- **TASK DIRECTIONS**: Report each line of the data that has "curled" somewhere in it.

══════════

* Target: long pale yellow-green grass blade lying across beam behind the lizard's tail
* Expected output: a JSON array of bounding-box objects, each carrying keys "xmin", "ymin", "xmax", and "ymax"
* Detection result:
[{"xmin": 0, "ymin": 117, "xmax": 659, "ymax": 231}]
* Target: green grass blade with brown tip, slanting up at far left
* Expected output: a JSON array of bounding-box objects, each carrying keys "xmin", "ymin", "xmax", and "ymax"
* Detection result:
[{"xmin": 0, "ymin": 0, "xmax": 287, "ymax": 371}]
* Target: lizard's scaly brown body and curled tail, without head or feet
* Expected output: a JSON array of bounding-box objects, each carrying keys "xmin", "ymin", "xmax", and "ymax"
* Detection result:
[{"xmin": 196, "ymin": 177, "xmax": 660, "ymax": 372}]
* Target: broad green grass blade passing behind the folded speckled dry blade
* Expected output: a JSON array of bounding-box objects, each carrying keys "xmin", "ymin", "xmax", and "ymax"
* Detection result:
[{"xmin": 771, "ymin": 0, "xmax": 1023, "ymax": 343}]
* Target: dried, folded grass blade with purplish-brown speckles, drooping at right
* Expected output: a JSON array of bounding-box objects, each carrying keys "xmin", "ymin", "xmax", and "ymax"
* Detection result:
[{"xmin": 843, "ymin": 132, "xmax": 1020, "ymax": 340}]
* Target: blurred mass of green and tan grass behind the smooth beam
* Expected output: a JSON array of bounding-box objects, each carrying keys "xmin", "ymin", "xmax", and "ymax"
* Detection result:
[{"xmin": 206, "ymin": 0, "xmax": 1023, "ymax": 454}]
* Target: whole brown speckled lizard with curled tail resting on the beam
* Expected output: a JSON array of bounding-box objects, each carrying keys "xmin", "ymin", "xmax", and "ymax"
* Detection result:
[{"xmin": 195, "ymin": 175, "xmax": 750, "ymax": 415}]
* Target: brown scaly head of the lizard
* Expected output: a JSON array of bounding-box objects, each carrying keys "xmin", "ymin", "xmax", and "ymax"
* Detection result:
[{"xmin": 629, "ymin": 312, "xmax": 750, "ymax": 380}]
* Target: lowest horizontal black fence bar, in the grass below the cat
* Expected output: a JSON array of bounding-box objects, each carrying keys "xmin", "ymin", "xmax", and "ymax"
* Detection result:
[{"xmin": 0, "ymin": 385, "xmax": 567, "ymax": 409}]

══════════

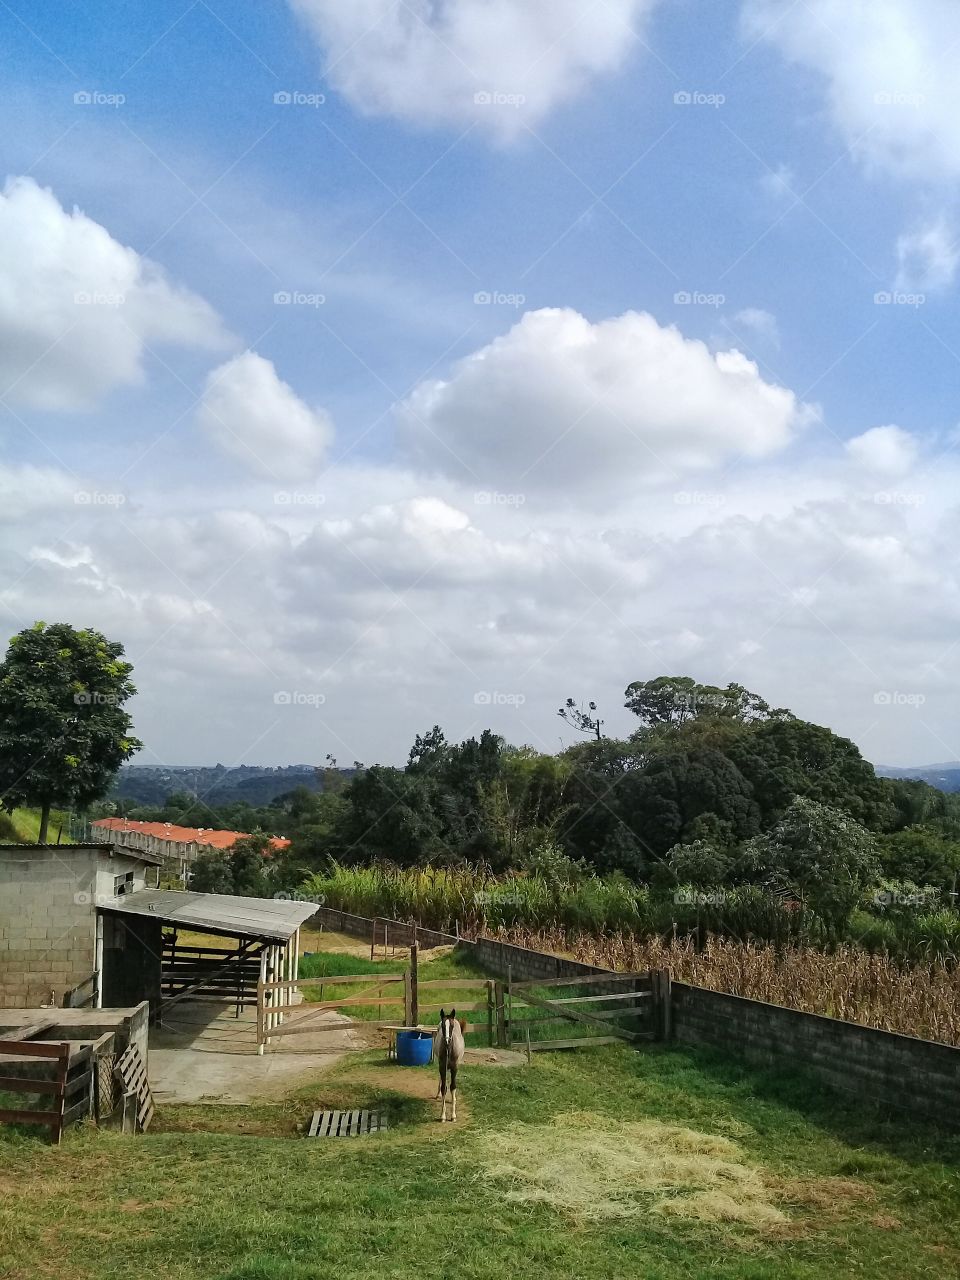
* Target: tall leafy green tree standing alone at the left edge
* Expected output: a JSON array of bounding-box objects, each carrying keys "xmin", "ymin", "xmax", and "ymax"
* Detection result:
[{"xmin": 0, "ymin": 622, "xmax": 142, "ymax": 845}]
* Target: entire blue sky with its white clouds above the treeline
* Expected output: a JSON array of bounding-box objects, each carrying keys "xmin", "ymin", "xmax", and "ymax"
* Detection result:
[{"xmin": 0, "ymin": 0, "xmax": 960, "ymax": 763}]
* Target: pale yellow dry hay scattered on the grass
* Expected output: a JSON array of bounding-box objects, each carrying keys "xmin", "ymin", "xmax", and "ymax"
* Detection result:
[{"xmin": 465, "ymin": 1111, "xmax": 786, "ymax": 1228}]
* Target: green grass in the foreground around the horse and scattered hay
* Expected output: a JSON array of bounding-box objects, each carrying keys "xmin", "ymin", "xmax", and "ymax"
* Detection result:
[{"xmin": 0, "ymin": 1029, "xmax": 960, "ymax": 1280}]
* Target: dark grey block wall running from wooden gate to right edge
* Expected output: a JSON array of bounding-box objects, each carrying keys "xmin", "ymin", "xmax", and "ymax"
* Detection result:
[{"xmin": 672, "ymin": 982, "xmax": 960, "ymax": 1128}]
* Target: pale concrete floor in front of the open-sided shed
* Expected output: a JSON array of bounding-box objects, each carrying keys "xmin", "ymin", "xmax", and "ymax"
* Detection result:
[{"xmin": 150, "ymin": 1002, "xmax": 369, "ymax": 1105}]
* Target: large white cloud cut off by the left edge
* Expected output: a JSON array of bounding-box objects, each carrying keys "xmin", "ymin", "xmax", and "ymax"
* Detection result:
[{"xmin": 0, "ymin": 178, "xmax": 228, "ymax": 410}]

══════════

- **ANSWER**:
* Target: lizard's scaly brown body and curled tail, without head or feet
* Target: whole brown speckled lizard with curled tail resting on the beam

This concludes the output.